* EXERCISE BRIEF: In the data below, find the line containing "find the fingers in the photo above"; reproduce that line and all subsequent lines exactly, and nothing else.
-- begin GIVEN DATA --
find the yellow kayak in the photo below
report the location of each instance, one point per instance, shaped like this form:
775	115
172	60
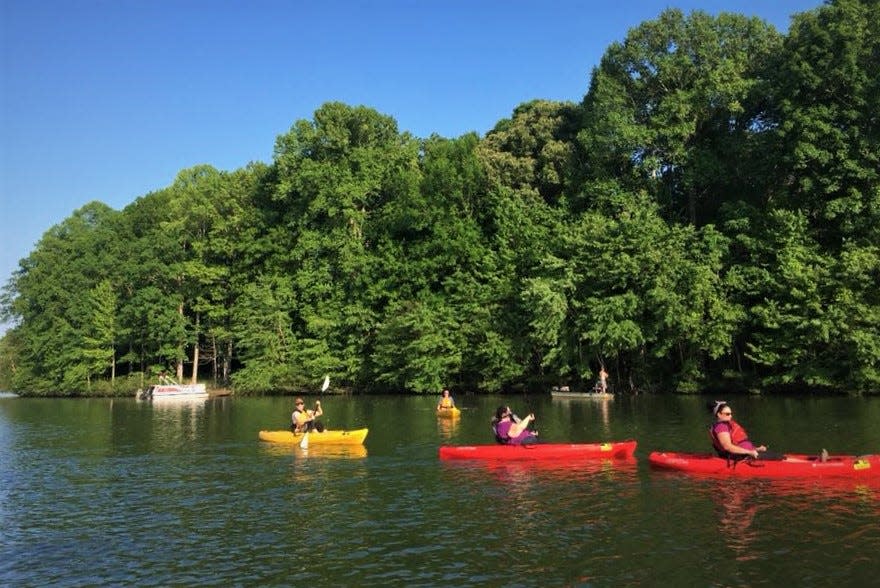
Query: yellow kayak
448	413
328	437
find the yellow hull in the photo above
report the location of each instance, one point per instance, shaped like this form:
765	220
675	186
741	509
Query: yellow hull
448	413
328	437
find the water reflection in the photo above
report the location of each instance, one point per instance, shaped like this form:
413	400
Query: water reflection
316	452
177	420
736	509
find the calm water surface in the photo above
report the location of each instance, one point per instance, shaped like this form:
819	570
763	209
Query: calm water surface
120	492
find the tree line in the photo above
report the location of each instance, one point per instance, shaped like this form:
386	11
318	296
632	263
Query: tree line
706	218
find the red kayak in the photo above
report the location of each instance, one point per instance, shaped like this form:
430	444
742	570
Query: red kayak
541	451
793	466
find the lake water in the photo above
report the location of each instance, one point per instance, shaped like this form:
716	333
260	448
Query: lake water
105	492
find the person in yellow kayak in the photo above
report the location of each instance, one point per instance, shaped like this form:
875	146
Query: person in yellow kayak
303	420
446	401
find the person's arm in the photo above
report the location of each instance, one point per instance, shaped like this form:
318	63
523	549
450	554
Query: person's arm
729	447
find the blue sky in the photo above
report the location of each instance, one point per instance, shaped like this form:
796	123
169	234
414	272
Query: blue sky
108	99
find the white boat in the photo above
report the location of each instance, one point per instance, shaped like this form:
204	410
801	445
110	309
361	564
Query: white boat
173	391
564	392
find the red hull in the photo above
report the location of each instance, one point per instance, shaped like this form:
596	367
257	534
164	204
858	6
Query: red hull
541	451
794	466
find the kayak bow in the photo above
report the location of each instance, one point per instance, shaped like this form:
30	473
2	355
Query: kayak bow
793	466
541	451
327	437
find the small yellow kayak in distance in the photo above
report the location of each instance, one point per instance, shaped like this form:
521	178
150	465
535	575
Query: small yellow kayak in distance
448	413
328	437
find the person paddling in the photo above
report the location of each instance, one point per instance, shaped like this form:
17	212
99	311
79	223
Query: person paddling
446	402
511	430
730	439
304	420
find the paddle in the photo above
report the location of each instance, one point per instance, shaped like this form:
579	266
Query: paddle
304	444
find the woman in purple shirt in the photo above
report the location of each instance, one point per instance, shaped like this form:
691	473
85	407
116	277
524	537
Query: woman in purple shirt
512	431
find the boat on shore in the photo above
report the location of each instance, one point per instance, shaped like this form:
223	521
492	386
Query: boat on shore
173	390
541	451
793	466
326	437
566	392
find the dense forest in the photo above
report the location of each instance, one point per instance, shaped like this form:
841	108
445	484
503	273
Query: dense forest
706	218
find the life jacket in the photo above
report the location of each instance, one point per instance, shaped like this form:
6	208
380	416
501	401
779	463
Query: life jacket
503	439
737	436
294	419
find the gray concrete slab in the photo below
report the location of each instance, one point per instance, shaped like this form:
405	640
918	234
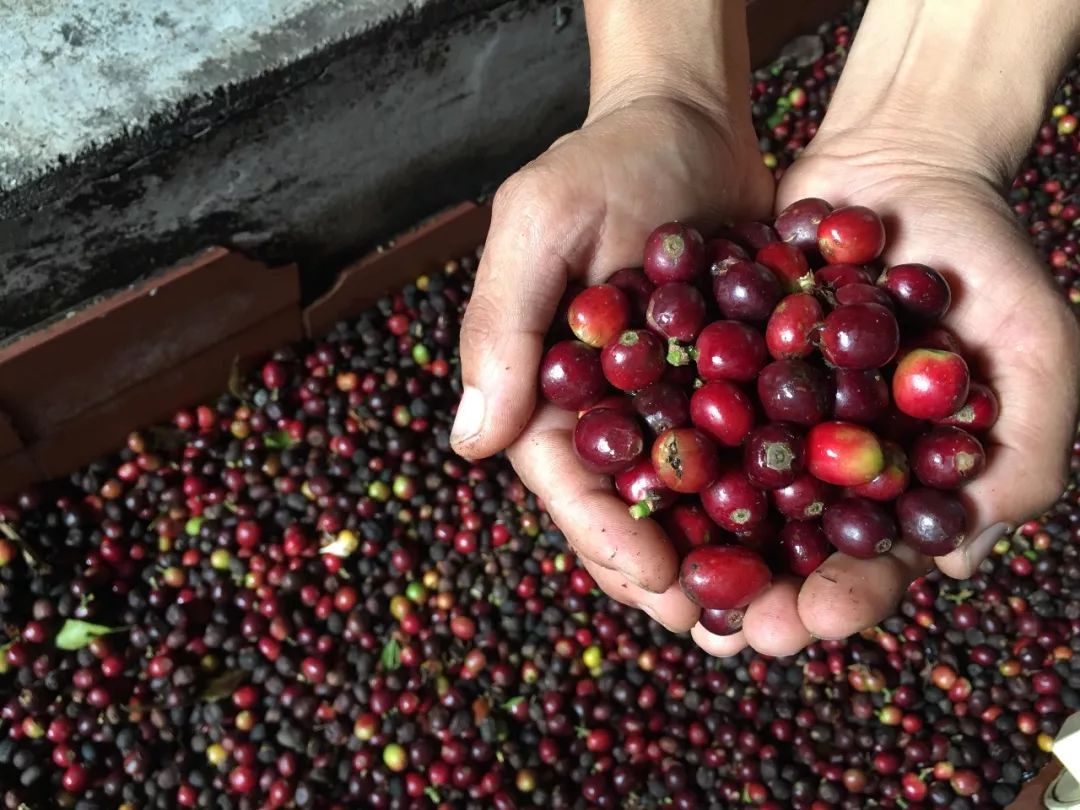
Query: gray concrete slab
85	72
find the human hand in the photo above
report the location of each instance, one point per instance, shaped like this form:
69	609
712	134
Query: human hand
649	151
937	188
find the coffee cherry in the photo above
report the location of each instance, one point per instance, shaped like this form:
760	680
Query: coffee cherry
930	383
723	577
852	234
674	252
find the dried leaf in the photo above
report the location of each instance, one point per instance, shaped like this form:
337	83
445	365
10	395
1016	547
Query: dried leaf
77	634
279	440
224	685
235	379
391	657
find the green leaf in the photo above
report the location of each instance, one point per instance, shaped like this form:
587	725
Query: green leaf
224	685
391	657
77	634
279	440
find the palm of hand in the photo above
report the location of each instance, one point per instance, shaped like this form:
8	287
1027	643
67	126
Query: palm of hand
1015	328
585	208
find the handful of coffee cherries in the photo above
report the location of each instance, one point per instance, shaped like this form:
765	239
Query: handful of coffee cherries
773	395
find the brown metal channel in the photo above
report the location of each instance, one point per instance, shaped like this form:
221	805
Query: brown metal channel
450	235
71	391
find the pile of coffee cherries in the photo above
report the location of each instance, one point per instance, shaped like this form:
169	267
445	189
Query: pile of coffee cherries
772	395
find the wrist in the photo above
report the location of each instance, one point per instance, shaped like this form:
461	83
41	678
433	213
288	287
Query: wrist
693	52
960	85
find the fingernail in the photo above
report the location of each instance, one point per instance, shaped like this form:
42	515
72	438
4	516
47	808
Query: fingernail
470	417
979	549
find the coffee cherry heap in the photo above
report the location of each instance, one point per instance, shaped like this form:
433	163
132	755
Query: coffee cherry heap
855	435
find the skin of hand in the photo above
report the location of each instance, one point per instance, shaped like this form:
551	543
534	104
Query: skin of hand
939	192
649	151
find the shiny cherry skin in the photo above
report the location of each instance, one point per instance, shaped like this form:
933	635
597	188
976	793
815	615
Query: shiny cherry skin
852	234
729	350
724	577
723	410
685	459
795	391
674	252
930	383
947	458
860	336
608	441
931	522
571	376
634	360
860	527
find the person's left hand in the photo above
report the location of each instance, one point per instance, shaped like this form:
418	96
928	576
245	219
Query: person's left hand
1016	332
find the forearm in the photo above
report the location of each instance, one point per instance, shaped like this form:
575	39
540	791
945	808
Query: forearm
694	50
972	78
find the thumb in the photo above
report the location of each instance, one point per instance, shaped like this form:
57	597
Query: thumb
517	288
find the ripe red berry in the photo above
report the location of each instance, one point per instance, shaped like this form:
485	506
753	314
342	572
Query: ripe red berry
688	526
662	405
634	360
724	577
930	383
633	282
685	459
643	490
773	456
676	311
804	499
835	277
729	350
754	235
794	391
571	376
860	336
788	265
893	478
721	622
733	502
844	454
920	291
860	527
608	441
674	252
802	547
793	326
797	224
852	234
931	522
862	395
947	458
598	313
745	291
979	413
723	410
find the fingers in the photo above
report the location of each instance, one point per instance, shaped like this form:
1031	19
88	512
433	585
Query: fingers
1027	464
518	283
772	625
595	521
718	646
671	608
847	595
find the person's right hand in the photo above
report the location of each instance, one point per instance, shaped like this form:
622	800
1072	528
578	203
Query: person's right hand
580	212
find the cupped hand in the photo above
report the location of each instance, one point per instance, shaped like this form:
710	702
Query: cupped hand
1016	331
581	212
-- end GIVEN DATA --
* RESPONSE:
find the fingers in the photo above
report the location of each instance, one point per instance, shaped like this form:
1031	19
88	512
433	585
Query: fingers
1027	464
518	283
772	625
595	521
718	646
671	608
847	595
find the person's right hand in the photo above
report the location of each instance, one point per instance, shaped like this form:
622	800
1072	528
578	203
Query: person's right hand
580	212
find the cupped hand in the photo above
report the location of each instance, one point per instance, shaped like this form:
710	702
Query: cupped hand
1016	331
581	212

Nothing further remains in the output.